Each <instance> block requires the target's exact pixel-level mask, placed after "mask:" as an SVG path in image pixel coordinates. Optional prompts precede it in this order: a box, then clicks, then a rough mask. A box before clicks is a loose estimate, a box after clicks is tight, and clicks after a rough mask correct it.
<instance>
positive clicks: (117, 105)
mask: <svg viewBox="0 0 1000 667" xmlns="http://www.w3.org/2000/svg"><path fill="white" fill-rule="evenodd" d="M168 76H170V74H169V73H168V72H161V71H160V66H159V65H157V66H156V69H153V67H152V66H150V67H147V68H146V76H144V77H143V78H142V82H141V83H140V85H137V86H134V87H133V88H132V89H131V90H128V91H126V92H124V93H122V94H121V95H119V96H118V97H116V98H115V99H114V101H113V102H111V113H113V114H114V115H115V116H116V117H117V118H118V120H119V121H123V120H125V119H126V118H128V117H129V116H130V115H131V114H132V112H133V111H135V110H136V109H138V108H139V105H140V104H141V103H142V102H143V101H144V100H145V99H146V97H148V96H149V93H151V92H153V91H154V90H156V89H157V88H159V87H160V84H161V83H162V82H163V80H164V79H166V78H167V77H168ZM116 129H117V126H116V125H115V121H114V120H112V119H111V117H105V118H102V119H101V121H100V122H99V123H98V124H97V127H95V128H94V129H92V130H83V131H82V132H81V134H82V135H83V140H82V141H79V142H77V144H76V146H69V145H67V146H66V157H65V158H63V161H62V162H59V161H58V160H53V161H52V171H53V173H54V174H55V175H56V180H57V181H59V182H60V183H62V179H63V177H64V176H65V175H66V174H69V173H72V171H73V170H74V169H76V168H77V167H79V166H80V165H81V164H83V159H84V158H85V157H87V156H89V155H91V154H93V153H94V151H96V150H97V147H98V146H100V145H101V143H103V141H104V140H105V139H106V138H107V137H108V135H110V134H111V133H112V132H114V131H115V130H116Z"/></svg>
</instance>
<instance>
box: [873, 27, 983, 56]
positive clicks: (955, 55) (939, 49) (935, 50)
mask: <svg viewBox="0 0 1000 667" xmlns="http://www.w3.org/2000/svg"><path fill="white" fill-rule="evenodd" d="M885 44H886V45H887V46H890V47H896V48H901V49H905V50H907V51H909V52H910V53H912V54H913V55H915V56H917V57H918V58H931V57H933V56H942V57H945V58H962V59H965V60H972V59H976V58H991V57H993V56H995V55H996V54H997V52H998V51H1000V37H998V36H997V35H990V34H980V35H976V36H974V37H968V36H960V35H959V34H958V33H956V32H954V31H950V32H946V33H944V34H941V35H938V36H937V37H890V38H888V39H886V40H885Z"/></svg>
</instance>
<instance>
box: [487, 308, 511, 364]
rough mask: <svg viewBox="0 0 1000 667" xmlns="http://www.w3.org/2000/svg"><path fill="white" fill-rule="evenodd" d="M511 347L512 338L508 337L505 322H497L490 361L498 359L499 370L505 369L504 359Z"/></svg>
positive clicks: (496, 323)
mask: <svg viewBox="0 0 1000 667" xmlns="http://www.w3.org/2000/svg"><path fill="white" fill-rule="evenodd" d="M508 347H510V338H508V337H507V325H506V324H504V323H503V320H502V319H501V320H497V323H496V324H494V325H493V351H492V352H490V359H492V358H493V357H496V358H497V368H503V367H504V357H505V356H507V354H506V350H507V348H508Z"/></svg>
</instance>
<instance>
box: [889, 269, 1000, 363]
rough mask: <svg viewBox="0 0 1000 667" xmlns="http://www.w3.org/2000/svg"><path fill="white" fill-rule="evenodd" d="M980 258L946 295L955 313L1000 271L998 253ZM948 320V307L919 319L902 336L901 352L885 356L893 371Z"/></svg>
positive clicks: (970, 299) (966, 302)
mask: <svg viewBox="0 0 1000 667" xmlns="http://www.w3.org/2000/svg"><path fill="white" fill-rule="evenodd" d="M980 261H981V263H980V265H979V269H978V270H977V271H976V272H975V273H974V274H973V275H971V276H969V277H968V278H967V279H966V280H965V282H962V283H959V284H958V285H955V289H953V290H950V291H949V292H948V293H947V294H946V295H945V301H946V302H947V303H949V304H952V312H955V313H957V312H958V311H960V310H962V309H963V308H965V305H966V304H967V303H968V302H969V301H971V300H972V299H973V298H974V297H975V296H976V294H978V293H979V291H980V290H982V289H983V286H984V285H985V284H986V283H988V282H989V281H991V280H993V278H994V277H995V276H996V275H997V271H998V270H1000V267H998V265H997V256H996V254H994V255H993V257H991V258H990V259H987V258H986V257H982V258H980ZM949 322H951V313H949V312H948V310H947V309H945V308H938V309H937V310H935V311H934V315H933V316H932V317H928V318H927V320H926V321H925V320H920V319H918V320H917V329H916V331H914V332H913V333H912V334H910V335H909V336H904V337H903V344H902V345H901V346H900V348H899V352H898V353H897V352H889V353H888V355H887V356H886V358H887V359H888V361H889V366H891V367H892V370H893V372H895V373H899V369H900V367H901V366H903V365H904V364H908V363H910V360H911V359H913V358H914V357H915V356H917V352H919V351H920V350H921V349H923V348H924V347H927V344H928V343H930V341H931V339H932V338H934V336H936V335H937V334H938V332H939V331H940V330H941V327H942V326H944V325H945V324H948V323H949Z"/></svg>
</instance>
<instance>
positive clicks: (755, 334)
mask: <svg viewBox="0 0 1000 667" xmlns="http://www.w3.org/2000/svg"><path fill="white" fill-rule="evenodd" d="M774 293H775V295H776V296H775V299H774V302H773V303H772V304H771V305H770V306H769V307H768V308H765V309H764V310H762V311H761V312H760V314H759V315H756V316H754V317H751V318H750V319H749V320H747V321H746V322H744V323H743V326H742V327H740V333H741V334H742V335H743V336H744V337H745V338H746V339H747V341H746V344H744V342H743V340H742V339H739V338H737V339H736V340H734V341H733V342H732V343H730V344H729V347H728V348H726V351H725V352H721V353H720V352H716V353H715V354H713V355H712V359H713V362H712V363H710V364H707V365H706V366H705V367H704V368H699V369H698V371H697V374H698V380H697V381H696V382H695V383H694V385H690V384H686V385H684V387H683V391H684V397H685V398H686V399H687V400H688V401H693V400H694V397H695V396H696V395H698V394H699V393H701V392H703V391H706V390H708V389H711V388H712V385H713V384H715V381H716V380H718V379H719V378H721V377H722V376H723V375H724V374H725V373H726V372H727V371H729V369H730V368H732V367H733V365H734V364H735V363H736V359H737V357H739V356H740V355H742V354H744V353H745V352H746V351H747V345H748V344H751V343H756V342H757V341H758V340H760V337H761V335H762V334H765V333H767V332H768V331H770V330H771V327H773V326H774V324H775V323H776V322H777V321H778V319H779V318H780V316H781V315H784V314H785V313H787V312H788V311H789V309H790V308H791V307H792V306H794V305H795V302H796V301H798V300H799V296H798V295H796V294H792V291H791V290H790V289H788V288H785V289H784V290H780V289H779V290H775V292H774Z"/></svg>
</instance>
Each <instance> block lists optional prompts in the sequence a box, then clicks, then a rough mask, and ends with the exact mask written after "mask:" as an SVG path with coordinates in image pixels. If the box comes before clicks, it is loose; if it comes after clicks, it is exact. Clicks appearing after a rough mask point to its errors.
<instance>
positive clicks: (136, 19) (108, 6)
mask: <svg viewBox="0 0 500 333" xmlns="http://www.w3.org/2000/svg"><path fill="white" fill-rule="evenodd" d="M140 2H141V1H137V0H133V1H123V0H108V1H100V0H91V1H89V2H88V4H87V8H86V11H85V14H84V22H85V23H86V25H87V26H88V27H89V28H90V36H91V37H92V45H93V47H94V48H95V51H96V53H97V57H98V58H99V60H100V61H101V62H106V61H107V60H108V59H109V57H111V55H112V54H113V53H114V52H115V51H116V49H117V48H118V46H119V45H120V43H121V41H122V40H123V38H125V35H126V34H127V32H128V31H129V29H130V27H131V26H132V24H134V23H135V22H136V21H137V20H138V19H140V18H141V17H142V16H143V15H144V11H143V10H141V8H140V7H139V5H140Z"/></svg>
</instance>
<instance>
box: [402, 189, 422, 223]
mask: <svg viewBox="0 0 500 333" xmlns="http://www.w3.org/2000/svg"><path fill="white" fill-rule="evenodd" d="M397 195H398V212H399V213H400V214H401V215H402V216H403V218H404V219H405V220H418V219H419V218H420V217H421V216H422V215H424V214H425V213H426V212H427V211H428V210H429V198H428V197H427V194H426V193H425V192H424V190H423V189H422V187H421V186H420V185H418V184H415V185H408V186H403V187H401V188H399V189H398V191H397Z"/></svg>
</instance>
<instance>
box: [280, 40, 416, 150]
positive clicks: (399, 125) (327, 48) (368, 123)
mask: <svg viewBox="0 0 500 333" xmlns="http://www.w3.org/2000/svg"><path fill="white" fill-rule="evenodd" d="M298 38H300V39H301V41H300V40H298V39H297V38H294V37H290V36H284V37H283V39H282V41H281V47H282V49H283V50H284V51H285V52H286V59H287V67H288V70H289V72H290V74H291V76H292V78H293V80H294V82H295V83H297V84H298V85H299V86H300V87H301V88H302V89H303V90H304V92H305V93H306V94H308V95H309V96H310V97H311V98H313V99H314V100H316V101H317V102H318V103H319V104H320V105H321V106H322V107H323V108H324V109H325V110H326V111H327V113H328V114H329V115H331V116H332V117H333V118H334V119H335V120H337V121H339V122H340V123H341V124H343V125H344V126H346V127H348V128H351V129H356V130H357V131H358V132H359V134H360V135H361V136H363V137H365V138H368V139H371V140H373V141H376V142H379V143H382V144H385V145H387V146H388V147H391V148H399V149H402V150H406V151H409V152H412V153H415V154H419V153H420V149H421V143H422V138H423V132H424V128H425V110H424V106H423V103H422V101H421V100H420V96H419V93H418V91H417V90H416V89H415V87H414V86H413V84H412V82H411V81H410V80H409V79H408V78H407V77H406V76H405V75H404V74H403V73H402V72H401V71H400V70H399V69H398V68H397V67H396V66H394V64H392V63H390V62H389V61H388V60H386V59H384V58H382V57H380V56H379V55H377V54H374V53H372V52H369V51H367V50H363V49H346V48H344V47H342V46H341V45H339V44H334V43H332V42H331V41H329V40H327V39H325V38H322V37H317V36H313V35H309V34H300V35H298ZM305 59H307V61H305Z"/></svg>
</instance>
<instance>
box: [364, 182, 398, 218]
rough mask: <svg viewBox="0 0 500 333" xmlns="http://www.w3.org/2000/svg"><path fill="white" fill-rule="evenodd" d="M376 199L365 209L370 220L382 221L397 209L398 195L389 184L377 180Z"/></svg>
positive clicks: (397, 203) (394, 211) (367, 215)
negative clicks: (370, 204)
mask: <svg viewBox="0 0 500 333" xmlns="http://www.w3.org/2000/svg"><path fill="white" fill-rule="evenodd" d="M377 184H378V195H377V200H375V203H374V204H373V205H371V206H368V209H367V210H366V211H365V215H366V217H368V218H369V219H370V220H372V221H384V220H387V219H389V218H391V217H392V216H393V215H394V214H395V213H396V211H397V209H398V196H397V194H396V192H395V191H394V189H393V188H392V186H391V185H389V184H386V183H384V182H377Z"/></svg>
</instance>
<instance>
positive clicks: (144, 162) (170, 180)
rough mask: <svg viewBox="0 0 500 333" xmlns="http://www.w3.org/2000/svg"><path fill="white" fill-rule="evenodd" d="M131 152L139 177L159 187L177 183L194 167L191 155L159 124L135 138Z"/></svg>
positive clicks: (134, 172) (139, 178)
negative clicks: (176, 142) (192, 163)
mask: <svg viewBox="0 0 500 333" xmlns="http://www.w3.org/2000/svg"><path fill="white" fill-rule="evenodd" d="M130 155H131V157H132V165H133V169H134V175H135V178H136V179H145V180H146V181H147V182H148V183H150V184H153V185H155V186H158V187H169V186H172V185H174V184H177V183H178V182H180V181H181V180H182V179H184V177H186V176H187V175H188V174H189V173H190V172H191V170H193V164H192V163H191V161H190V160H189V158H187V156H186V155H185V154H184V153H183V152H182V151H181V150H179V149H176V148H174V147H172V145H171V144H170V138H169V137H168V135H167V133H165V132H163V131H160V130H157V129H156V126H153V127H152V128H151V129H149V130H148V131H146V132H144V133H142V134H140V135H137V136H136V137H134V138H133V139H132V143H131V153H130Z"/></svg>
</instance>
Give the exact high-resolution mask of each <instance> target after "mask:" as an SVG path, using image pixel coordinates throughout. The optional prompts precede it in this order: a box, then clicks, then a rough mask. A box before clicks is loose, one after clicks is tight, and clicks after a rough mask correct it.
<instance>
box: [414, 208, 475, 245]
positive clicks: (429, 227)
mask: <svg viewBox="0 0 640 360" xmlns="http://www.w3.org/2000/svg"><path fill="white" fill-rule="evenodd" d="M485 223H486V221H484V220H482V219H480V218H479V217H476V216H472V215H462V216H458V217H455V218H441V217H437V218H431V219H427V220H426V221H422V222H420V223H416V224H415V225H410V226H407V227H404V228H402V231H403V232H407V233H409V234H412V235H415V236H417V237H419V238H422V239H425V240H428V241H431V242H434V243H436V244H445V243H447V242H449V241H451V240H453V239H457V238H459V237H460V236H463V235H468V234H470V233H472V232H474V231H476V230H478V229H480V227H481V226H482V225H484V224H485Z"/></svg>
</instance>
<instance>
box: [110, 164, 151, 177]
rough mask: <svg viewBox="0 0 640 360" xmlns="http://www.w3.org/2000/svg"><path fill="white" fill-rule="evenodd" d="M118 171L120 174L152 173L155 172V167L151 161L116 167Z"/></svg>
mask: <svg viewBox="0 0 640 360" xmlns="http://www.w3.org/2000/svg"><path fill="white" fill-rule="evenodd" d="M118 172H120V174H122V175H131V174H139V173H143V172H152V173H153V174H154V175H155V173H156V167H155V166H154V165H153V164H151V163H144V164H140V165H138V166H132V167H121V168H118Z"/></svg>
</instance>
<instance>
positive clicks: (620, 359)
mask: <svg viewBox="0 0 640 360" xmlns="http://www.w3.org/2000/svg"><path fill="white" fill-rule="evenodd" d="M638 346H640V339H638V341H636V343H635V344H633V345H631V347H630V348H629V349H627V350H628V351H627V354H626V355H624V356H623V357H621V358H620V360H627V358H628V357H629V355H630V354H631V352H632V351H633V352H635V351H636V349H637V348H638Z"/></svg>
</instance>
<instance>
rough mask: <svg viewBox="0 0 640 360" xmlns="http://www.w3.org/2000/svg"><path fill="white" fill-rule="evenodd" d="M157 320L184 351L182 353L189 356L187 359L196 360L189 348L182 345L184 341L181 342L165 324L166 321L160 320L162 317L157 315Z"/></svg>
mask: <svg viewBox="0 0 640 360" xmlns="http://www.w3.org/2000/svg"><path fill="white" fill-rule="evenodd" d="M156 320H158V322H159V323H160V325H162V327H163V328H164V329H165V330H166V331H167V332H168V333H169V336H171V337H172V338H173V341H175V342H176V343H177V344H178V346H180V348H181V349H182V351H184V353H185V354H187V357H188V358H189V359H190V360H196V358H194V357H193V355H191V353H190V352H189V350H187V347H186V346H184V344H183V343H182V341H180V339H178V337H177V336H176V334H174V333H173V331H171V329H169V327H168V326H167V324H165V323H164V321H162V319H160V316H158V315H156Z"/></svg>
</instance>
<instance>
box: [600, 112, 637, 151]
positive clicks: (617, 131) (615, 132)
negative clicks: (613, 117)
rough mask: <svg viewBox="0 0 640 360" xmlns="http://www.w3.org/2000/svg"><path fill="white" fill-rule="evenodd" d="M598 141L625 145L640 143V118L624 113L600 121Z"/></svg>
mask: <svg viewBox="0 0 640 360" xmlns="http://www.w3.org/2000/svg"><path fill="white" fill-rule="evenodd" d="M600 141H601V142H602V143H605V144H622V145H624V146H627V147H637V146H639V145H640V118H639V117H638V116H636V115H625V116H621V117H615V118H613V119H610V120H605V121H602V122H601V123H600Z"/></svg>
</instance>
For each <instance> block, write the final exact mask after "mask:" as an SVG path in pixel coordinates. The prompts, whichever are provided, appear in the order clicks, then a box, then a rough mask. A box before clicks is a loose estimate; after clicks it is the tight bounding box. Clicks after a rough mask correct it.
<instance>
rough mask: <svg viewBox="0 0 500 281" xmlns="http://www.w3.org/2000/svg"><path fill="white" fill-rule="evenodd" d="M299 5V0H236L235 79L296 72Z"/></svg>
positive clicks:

DIRECTIONS: The expected output is each line of the records above that includes the word "prompts".

TASK RESPONSE:
Each <instance> block requires the target's exact pixel-level mask, placed after "mask:" as an SVG path in image pixel coordinates. Optional prompts precede it in this order: a box, then clicks, then a rough mask. A box before clicks is a loose estimate, a box after clicks is tight, and clicks after a rough mask correct it.
Each <instance> block lists optional prompts in the sequence a box, then clicks, then a rough mask, and ends with the exact mask written after "mask:" as an SVG path with coordinates in image pixels. If the box comes before clicks, it is loose; if it comes after clicks, it is exact. Clicks appearing after a rough mask point to its errors.
Give the exact high-resolution mask of each <instance> target after "mask:" as an SVG path, using image pixel coordinates throughout. The optional prompts precede it in this order: a box, then clicks, then a rough mask. A box before clicks is loose, one after clicks is tight, and clicks after a rough mask correct it.
For each <instance> block, write the final exact mask after "mask:" as an SVG path in pixel coordinates. The prompts, whichever are provided, appear in the order clicks, then a box, then a rough mask. A box before clicks is a loose estimate; after clicks it is the tight bounding box. Clicks after a rough mask correct it.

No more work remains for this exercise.